→ **Instructions for the task**: All lines in the records below with the word "formatted" must be returned.

(Natural language region descriptions)
......
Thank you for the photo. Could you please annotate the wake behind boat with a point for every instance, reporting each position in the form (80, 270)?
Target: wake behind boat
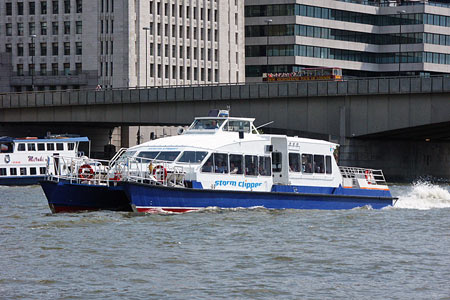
(222, 161)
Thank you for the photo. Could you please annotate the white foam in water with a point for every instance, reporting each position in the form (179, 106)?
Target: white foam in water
(424, 195)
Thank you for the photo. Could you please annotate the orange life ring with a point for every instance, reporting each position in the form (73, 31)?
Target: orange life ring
(157, 170)
(117, 177)
(85, 172)
(369, 176)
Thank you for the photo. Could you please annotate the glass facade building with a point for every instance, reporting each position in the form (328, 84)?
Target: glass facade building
(364, 38)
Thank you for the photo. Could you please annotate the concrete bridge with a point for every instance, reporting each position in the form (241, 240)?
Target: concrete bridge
(400, 124)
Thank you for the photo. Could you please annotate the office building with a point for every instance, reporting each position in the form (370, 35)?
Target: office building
(364, 38)
(78, 44)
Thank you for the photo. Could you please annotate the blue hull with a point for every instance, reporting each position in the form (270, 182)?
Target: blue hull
(21, 180)
(148, 198)
(64, 196)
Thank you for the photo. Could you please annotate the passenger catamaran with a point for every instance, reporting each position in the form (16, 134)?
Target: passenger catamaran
(24, 161)
(222, 161)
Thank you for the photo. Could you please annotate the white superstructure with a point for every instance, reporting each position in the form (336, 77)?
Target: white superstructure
(25, 159)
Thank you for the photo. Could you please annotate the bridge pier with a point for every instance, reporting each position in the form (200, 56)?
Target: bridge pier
(401, 161)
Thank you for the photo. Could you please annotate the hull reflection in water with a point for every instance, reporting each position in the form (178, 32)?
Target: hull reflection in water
(64, 196)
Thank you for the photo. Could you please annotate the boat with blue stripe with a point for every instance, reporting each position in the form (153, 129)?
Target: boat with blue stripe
(225, 162)
(23, 161)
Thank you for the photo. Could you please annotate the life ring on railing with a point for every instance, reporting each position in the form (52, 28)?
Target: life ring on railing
(117, 177)
(160, 173)
(85, 172)
(369, 176)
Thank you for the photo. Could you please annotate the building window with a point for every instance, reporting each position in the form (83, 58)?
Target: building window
(43, 72)
(78, 27)
(19, 69)
(54, 73)
(43, 49)
(31, 8)
(78, 68)
(67, 27)
(20, 8)
(31, 49)
(31, 28)
(79, 5)
(43, 28)
(31, 70)
(43, 7)
(67, 6)
(55, 7)
(55, 49)
(8, 29)
(20, 49)
(78, 48)
(66, 68)
(9, 9)
(19, 29)
(67, 48)
(55, 28)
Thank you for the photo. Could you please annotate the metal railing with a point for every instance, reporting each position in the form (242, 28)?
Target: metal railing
(84, 170)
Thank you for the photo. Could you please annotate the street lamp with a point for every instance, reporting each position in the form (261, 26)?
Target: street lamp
(400, 12)
(146, 29)
(268, 21)
(33, 36)
(146, 55)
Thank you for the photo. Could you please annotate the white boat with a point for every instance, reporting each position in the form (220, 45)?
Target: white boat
(223, 161)
(24, 161)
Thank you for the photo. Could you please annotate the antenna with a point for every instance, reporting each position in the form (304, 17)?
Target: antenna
(265, 124)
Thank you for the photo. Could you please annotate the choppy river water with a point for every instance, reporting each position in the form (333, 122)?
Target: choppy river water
(394, 253)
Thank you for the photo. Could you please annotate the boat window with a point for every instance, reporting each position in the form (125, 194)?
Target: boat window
(208, 165)
(319, 164)
(307, 166)
(193, 157)
(42, 170)
(221, 163)
(207, 124)
(236, 163)
(294, 162)
(147, 155)
(251, 165)
(23, 171)
(276, 162)
(6, 148)
(328, 164)
(168, 155)
(236, 126)
(264, 166)
(125, 156)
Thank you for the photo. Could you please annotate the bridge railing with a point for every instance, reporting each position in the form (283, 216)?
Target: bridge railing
(272, 90)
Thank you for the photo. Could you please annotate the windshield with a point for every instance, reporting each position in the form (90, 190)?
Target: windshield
(193, 157)
(206, 124)
(237, 126)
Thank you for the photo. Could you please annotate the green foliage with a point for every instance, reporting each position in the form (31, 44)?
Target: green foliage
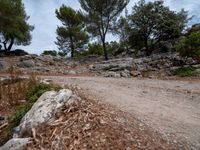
(71, 36)
(93, 49)
(185, 71)
(14, 28)
(113, 47)
(153, 22)
(101, 16)
(50, 52)
(123, 30)
(32, 96)
(189, 46)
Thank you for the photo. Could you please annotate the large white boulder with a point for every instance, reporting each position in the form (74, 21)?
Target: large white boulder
(43, 111)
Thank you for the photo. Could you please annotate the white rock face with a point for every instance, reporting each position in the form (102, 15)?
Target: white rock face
(16, 144)
(43, 111)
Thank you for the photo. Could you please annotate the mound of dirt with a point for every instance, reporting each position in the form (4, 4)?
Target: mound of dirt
(88, 124)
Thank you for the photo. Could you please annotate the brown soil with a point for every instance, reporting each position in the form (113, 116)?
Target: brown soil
(171, 108)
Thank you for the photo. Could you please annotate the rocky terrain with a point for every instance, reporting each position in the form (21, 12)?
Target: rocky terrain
(121, 102)
(154, 66)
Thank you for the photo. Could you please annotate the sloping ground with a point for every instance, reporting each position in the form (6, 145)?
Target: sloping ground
(171, 108)
(92, 125)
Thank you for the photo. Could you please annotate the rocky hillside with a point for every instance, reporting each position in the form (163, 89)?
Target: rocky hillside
(157, 65)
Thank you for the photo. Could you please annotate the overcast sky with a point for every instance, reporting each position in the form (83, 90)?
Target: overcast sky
(42, 16)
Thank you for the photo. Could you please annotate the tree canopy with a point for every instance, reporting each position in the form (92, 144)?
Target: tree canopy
(100, 16)
(14, 28)
(71, 37)
(153, 22)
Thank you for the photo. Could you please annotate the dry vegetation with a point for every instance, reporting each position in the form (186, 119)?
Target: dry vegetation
(13, 91)
(87, 124)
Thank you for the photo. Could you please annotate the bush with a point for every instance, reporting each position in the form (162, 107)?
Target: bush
(189, 46)
(185, 71)
(50, 52)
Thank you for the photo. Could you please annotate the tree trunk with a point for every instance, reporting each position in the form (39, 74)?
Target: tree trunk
(10, 45)
(72, 47)
(148, 50)
(105, 49)
(5, 45)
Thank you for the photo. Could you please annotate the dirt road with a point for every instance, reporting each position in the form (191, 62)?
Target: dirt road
(170, 107)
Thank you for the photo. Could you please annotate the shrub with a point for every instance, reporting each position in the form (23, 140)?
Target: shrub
(185, 71)
(189, 46)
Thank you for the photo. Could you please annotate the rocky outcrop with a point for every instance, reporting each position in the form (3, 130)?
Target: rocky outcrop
(42, 113)
(16, 144)
(127, 67)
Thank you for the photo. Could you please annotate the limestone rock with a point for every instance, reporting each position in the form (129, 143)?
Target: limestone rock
(26, 64)
(16, 144)
(135, 73)
(43, 111)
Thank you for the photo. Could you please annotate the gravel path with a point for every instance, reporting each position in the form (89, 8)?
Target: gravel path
(170, 107)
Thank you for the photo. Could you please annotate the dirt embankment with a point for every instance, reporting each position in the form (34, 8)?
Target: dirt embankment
(171, 108)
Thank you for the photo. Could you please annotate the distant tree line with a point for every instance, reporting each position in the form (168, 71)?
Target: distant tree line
(146, 27)
(149, 24)
(14, 28)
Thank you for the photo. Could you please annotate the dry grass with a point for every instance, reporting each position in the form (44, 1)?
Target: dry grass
(89, 125)
(13, 90)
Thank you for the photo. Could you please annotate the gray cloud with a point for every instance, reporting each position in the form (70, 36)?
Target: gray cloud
(42, 16)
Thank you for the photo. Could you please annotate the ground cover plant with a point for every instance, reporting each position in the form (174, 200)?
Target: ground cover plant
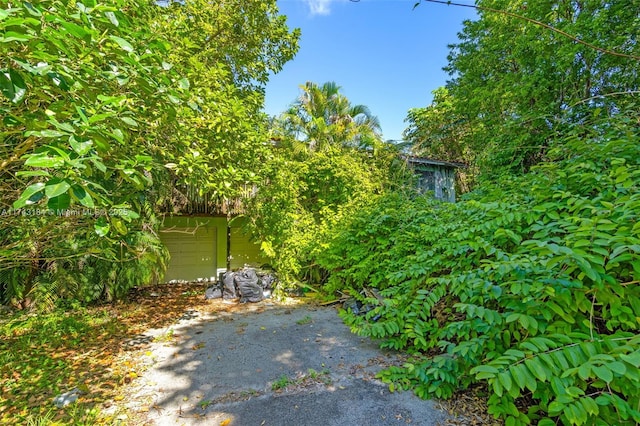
(529, 286)
(107, 108)
(45, 355)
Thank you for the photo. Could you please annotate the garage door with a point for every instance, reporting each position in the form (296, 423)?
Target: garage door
(193, 253)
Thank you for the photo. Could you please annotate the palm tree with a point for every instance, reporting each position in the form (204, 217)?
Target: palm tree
(322, 118)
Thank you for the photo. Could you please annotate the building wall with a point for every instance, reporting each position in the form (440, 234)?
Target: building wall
(438, 179)
(190, 236)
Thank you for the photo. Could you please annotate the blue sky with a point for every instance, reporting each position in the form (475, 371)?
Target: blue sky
(383, 53)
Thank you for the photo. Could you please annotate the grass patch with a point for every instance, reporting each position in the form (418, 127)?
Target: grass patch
(46, 354)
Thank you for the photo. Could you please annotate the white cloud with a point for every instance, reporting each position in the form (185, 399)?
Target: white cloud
(319, 7)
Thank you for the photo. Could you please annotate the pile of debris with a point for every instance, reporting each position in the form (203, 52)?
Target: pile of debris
(247, 284)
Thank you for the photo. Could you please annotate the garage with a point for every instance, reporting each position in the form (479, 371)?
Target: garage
(193, 252)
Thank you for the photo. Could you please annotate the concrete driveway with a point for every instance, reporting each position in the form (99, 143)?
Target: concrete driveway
(267, 364)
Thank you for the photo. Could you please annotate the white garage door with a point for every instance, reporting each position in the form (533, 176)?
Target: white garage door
(193, 253)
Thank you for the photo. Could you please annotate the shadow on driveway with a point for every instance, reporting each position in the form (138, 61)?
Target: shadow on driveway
(267, 364)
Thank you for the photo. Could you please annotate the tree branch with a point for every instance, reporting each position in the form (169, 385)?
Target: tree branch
(539, 23)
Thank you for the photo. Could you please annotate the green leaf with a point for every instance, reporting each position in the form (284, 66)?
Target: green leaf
(42, 159)
(80, 147)
(119, 225)
(101, 227)
(32, 173)
(617, 367)
(124, 44)
(45, 133)
(61, 202)
(31, 9)
(603, 372)
(76, 30)
(183, 83)
(633, 358)
(130, 121)
(505, 380)
(10, 36)
(112, 18)
(82, 196)
(12, 85)
(55, 187)
(537, 369)
(30, 195)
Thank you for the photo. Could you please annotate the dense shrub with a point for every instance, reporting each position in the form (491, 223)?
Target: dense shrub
(530, 286)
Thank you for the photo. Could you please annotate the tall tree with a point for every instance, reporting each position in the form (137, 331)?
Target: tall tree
(524, 72)
(99, 102)
(323, 117)
(327, 160)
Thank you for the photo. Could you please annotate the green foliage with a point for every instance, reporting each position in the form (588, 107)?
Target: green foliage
(529, 285)
(327, 160)
(517, 84)
(105, 108)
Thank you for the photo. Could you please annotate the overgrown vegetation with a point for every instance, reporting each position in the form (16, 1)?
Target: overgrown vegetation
(86, 348)
(327, 160)
(106, 108)
(530, 285)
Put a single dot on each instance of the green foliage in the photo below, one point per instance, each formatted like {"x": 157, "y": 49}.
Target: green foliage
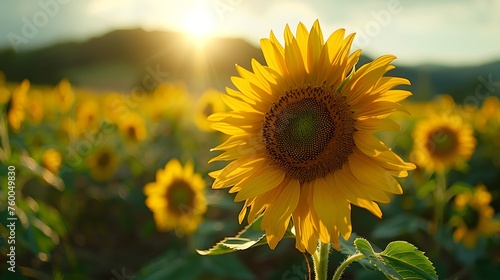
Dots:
{"x": 399, "y": 260}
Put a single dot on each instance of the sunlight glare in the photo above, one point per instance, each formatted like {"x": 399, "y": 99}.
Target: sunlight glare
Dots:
{"x": 199, "y": 25}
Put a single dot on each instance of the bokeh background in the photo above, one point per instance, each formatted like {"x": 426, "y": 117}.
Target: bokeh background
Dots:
{"x": 131, "y": 83}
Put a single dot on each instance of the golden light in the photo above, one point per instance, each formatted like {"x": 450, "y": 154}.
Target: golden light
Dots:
{"x": 199, "y": 25}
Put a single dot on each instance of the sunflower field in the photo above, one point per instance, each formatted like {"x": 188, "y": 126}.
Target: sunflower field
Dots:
{"x": 312, "y": 165}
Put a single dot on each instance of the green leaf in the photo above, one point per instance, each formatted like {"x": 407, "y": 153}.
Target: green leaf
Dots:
{"x": 396, "y": 226}
{"x": 251, "y": 236}
{"x": 426, "y": 188}
{"x": 399, "y": 260}
{"x": 364, "y": 247}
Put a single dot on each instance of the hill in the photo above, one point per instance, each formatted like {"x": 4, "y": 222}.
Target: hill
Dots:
{"x": 124, "y": 59}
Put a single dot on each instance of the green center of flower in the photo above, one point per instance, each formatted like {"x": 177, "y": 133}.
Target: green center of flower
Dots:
{"x": 180, "y": 197}
{"x": 309, "y": 132}
{"x": 305, "y": 129}
{"x": 442, "y": 142}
......
→ **Answer below**:
Put a single dot on each instance of the green foliage in the photo below, one point per instance, each formatted like {"x": 157, "y": 49}.
Put a single dot on each instance of the sunlight glare in the photo above, one point per instance, each formatted like {"x": 399, "y": 99}.
Put a single dot on each instance of the bokeh background in the photo above, one point per instance, each formatted like {"x": 426, "y": 117}.
Put a single dot on each instance of the golden light in the photo above, one point per instance, each formatted like {"x": 450, "y": 154}.
Put a single dot on each instance of the sunflower field in the photo above, one point per instance, each formatted like {"x": 188, "y": 126}.
Put a single dot on each instance of the green leaf in the photo above, one point per instance, each formatted like {"x": 407, "y": 153}.
Put a single dot on each instance of the hill in the photo above, one point per instance, each formatted like {"x": 4, "y": 222}.
Put a single dot on each instance of the green center of flower in the photo above, one point per instance, each formatted like {"x": 177, "y": 133}.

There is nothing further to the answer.